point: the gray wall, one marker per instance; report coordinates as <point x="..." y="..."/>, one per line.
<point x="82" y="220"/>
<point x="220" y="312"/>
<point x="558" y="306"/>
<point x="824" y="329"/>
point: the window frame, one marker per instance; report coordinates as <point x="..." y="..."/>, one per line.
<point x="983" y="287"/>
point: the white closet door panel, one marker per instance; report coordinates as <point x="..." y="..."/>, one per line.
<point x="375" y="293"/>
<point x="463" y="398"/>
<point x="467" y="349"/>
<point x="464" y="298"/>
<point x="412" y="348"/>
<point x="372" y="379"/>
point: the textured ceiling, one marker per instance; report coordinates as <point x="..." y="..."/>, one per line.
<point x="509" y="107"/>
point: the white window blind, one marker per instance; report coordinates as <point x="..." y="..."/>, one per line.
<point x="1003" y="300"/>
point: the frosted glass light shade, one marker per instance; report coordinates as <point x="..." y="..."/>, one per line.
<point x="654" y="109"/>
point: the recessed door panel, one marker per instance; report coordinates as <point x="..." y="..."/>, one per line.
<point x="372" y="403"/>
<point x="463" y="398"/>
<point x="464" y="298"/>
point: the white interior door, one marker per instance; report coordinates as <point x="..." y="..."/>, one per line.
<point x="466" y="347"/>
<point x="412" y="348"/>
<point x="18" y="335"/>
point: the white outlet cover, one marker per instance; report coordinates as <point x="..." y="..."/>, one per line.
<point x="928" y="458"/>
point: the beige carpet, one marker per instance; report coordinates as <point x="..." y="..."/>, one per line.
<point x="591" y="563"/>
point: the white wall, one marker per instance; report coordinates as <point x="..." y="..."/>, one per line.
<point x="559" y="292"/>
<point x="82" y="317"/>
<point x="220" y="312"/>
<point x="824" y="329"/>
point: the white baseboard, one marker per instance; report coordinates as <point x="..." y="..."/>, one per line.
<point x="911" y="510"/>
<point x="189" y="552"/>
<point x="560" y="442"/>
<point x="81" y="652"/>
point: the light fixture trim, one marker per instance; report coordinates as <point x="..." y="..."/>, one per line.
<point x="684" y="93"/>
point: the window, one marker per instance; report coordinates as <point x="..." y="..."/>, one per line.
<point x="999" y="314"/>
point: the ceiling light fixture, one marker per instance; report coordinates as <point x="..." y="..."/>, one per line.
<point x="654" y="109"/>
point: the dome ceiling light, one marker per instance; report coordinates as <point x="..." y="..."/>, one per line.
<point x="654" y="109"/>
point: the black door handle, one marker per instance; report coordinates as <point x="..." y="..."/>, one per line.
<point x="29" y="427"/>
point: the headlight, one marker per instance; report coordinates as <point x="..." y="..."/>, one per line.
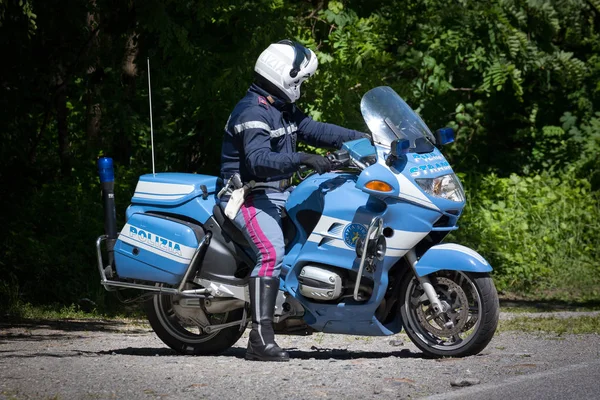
<point x="446" y="186"/>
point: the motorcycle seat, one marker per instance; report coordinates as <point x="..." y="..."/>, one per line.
<point x="229" y="227"/>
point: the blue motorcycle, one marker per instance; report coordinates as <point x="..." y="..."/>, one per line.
<point x="364" y="252"/>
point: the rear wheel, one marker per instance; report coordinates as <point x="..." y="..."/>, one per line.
<point x="468" y="321"/>
<point x="181" y="329"/>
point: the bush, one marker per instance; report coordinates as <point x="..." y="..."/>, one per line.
<point x="541" y="233"/>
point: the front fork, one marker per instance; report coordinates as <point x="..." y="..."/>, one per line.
<point x="432" y="296"/>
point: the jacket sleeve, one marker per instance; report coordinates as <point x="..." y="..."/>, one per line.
<point x="322" y="134"/>
<point x="259" y="158"/>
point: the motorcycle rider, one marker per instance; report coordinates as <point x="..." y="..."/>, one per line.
<point x="259" y="144"/>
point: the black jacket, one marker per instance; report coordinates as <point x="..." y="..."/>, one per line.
<point x="260" y="138"/>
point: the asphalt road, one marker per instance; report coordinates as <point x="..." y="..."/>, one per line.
<point x="113" y="360"/>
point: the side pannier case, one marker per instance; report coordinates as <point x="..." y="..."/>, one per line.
<point x="156" y="248"/>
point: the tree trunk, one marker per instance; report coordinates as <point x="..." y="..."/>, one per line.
<point x="64" y="145"/>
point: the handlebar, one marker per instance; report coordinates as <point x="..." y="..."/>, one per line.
<point x="339" y="159"/>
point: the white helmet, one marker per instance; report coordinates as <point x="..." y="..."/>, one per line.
<point x="286" y="65"/>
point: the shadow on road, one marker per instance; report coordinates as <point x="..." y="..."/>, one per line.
<point x="68" y="325"/>
<point x="240" y="352"/>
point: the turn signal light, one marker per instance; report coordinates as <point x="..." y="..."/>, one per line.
<point x="379" y="186"/>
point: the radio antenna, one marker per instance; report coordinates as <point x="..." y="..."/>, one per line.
<point x="151" y="128"/>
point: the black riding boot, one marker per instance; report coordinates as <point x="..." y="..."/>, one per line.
<point x="261" y="345"/>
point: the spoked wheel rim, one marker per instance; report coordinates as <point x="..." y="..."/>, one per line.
<point x="458" y="325"/>
<point x="184" y="323"/>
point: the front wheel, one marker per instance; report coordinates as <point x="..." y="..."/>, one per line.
<point x="181" y="327"/>
<point x="469" y="318"/>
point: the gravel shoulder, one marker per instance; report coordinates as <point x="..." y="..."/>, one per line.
<point x="115" y="359"/>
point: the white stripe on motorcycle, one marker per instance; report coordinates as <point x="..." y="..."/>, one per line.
<point x="398" y="244"/>
<point x="158" y="196"/>
<point x="411" y="192"/>
<point x="144" y="187"/>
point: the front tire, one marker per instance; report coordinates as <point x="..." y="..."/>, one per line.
<point x="180" y="328"/>
<point x="469" y="320"/>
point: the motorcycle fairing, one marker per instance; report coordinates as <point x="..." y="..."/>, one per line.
<point x="451" y="256"/>
<point x="176" y="193"/>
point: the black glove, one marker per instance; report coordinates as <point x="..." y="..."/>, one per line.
<point x="316" y="162"/>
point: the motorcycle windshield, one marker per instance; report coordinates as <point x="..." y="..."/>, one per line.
<point x="390" y="118"/>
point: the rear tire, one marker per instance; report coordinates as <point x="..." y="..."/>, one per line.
<point x="471" y="303"/>
<point x="179" y="329"/>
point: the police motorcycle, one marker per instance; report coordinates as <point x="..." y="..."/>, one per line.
<point x="364" y="252"/>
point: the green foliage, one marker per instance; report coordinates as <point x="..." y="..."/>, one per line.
<point x="540" y="233"/>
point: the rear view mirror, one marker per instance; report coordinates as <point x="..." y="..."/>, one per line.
<point x="444" y="136"/>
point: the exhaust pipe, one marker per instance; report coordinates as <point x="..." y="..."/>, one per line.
<point x="107" y="179"/>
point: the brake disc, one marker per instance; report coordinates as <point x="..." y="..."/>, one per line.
<point x="457" y="312"/>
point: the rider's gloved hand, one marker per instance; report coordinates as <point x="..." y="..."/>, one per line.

- - -

§ Action item
Could the listing above be printed again in full, with every picture omitted?

§ Written response
point: the gray wall, one marker per instance; report coordinates as <point x="..." y="..."/>, one per line.
<point x="82" y="220"/>
<point x="220" y="312"/>
<point x="558" y="306"/>
<point x="824" y="329"/>
point: the window frame, one marker per instance; report coordinates as <point x="..." y="..."/>, one per line.
<point x="983" y="287"/>
point: the white closet door panel, one marker per instance; report coordinates as <point x="..." y="..."/>, one per line.
<point x="375" y="293"/>
<point x="463" y="398"/>
<point x="467" y="349"/>
<point x="464" y="298"/>
<point x="412" y="348"/>
<point x="372" y="379"/>
point: the textured ceiling, one marker per instance; report coordinates as <point x="..." y="..."/>, one per line.
<point x="509" y="107"/>
point: the white window blind, one marker per instance; report coordinates as <point x="..." y="..."/>, one per line.
<point x="1003" y="300"/>
point: the frosted glass light shade, one marker per instance; report coordinates as <point x="..." y="..."/>, one per line.
<point x="654" y="109"/>
point: the recessed door panel, one marker per instance; report coordinates as <point x="..." y="..."/>, one per line.
<point x="372" y="403"/>
<point x="463" y="398"/>
<point x="464" y="298"/>
point: the white interior door, one marker per instance; report coordinates as <point x="..." y="..."/>, one per line.
<point x="466" y="347"/>
<point x="412" y="348"/>
<point x="18" y="335"/>
point: the white outlet cover, one marker per instance; report coordinates as <point x="..." y="..."/>, one per line.
<point x="928" y="458"/>
point: the beige carpet, one marker per instance; report coordinates as <point x="..." y="..."/>, one per line.
<point x="591" y="563"/>
point: the white wall, one marker per instance; report coordinates as <point x="..." y="..."/>, one per line.
<point x="559" y="292"/>
<point x="82" y="317"/>
<point x="220" y="312"/>
<point x="824" y="329"/>
point: the white baseboard, one marker per instance; report coordinates as <point x="..." y="..."/>, one per line.
<point x="911" y="510"/>
<point x="189" y="552"/>
<point x="560" y="442"/>
<point x="81" y="652"/>
point: the light fixture trim, one marker per instance; report coordinates as <point x="..." y="..."/>, one per line.
<point x="684" y="93"/>
point: the window, one marker per instance; report coordinates as <point x="..." y="..."/>, one per line.
<point x="999" y="314"/>
point: the ceiling light fixture, one marker per instance; report coordinates as <point x="..." y="..."/>, one per line.
<point x="654" y="109"/>
point: the dome ceiling light, one marker per instance; report coordinates as <point x="..." y="..."/>, one per line.
<point x="654" y="109"/>
point: the black door handle, one marker per instance; report coordinates as <point x="..." y="..."/>, one per line.
<point x="29" y="427"/>
point: the headlight, one marker per instance; report coordinates as <point x="..." y="..."/>, one per line.
<point x="446" y="186"/>
point: the motorcycle seat, one marker per instance; report coordinates as <point x="..." y="..."/>, one per line.
<point x="229" y="227"/>
point: the blue motorcycle, one marker per instance; report coordinates as <point x="..." y="..."/>, one per line.
<point x="364" y="252"/>
point: the rear wheel, one marker per instance; report coordinates as <point x="..." y="..."/>, one per line.
<point x="468" y="321"/>
<point x="181" y="329"/>
point: the bush, one marker per instance; report coordinates as <point x="..." y="..."/>, one per line.
<point x="541" y="233"/>
point: the front fork, one marker per instance; report coordinates as <point x="..." y="..."/>, one per line.
<point x="432" y="296"/>
point: the jacket sleeve, one marker per instance; report coordinates as <point x="..." y="..."/>, one per line.
<point x="322" y="134"/>
<point x="259" y="158"/>
point: the motorcycle rider, one marker per instance; report coordinates as <point x="..." y="..."/>, one per line.
<point x="259" y="144"/>
point: the black jacket, one marker per instance; report coordinates as <point x="..." y="..."/>, one per line.
<point x="260" y="138"/>
point: the asphalt road, one marker per instance; report coordinates as <point x="..." y="..."/>, one per line.
<point x="113" y="360"/>
point: the side pannier case, one marker per instance; report coordinates as <point x="..." y="..."/>, one per line.
<point x="156" y="248"/>
point: the tree trunk, one marker per instance; report coordinates as <point x="..." y="..."/>, one per line.
<point x="64" y="145"/>
point: the handlebar, one marker per instance; report coordinates as <point x="..." y="..."/>, one per line.
<point x="339" y="159"/>
point: the white helmet, one marker per instance; report coordinates as <point x="..." y="..."/>, one per line.
<point x="286" y="65"/>
point: the shadow on road, one marker per instance; report coordinates as <point x="..." y="..."/>, one per line.
<point x="68" y="325"/>
<point x="240" y="352"/>
point: the turn signal light, one marker per instance; report coordinates as <point x="..." y="..."/>, one per line.
<point x="379" y="186"/>
point: the radio antenna, one marker per instance; report coordinates as <point x="..." y="..."/>, one per line.
<point x="151" y="128"/>
point: the black riding boot, one marker per instance; report coordinates as <point x="..." y="..."/>, one per line.
<point x="261" y="345"/>
point: the spoked wheel rim, one marker per instance; report coordinates as <point x="..." y="..."/>, one per line.
<point x="458" y="325"/>
<point x="184" y="323"/>
point: the front wheel, one marker per instance; report coordinates as <point x="..." y="..."/>, one per line.
<point x="181" y="327"/>
<point x="469" y="318"/>
point: the gravel shoulder, one marker per instance; report coordinates as <point x="..." y="..."/>, one per line.
<point x="115" y="359"/>
point: the white stripe on motorcycle, one marker per instance; report coordinates as <point x="..." y="..."/>, one per line.
<point x="398" y="244"/>
<point x="158" y="196"/>
<point x="411" y="192"/>
<point x="144" y="187"/>
point: the front tire, one marker per instance; report coordinates as <point x="..." y="..."/>, one per line.
<point x="180" y="328"/>
<point x="469" y="320"/>
point: the motorcycle fairing, one marker per instance; report coordinates as <point x="..." y="..."/>, one per line.
<point x="451" y="256"/>
<point x="176" y="193"/>
point: the black glove, one marker per instance; report coordinates as <point x="..." y="..."/>, one per line.
<point x="316" y="162"/>
point: the motorcycle windshield, one marker per instance; report coordinates as <point x="..." y="..."/>, one per line.
<point x="390" y="118"/>
point: the rear tire, one marker per instance; report coordinates as <point x="..." y="..."/>, one per line.
<point x="471" y="303"/>
<point x="179" y="329"/>
point: the police motorcycle, one marker per instance; report coordinates as <point x="..." y="..."/>, one per line.
<point x="364" y="252"/>
point: the green foliage, one marker per instance; report coordinates as <point x="..." y="..."/>, one per line.
<point x="540" y="233"/>
point: the rear view mirror, one marker per instance; report coordinates as <point x="..." y="..."/>, one per line.
<point x="444" y="136"/>
point: the exhaust pipe, one marker per instance; report coordinates as <point x="..." y="..."/>, one per line.
<point x="107" y="179"/>
point: the brake disc, one marker per instance; report coordinates as <point x="..." y="..."/>, one per line.
<point x="457" y="312"/>
point: the rider's gloved hand, one marker per instance; report coordinates as <point x="..." y="..."/>, one per line.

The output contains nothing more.